* start Page extract *
Posts Tagged ‘Lay Bare Recordings’

Lay Bare Recordings – 9th May 2026

Christopher Nosnibor

One may be inclined to jest that a release like this should carry a warning – but the joke falls flat when technically, it does: the notes which accompany the release on Bandcamp sets the scene for the debut EP from Dutch experimentalists of A Plague of Lighthouse Keepers thus:

Whilst most drone-metal outfits focus on creating atmosphere by composing ambient compositions with tremendous power and volume, the Lighthouse Keepers use more traditional doom/sludge metal as a starting point and explore its differences and similarities with genres such as free jazz, raga, noise and classical minimalism.

Elsewhere, they’re described as sounding like ‘a disturbed lovechild of OM, Sumac, Swans, Miles Davis, and Pandit Pran Nath, combining lengthy improvisations with ear-shattering explosions of intensity’. How could a lovechild of that lot be anything but disturbed?
* end Page extract *
* start Record extracts *
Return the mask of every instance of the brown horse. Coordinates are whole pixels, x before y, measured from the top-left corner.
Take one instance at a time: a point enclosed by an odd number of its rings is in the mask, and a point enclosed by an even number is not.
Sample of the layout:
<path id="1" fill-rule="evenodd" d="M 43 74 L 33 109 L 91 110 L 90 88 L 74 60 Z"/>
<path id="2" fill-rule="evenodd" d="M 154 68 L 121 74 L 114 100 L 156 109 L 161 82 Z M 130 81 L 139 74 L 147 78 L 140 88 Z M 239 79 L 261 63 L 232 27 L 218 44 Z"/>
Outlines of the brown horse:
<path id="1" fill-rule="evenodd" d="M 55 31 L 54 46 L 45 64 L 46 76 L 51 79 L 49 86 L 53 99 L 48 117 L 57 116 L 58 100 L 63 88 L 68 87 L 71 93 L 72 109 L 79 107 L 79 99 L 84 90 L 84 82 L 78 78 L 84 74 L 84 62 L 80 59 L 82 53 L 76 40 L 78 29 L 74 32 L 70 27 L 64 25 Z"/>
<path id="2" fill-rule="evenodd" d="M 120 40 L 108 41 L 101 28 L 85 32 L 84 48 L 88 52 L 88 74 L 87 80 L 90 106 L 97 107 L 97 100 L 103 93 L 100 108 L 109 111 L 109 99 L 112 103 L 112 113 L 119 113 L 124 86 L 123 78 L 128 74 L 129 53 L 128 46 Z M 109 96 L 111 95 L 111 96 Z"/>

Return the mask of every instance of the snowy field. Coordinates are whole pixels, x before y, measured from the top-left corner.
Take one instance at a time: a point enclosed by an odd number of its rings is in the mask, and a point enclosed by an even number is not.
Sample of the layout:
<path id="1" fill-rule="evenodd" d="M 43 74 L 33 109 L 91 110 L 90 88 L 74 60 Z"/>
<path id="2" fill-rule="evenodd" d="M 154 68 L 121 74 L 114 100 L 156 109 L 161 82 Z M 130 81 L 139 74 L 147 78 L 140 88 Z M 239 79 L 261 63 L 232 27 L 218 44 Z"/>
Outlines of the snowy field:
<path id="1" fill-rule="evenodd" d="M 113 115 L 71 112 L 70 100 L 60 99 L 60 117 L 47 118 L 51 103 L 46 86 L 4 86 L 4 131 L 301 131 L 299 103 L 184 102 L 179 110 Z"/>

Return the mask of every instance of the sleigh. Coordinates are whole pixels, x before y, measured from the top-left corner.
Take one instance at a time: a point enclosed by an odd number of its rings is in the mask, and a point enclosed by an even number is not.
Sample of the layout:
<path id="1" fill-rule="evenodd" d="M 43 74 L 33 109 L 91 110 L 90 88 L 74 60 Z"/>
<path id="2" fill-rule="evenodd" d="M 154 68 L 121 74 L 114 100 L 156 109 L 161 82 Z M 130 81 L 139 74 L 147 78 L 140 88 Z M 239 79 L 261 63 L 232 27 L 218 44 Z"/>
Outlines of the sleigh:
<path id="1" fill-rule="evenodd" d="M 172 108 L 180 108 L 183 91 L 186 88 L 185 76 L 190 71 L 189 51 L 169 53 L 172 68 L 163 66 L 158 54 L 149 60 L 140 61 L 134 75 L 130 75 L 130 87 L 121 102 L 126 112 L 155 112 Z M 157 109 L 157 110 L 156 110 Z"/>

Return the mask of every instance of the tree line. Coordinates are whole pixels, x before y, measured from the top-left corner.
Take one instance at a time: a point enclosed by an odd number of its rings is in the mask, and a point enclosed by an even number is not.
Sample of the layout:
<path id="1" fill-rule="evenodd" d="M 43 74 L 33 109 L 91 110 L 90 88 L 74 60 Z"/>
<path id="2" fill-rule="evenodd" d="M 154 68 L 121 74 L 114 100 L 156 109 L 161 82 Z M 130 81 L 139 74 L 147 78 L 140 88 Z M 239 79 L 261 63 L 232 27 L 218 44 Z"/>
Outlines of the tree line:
* end Record extracts *
=== Your objective ===
Can you return, word for word, the part of the EP review above that opens with "Lay Bare Recordings –" and closes with "and classical minimalism."?

=== Response ===
Lay Bare Recordings – 9th May 2026

Christopher Nosnibor

One may be inclined to jest that a release like this should carry a warning – but the joke falls flat when technically, it does: the notes which accompany the release on Bandcamp sets the scene for the debut EP from Dutch experimentalists of A Plague of Lighthouse Keepers thus:

Whilst most drone-metal outfits focus on creating atmosphere by composing ambient compositions with tremendous power and volume, the Lighthouse Keepers use more traditional doom/sludge metal as a starting point and explore its differences and similarities with genres such as free jazz, raga, noise and classical minimalism.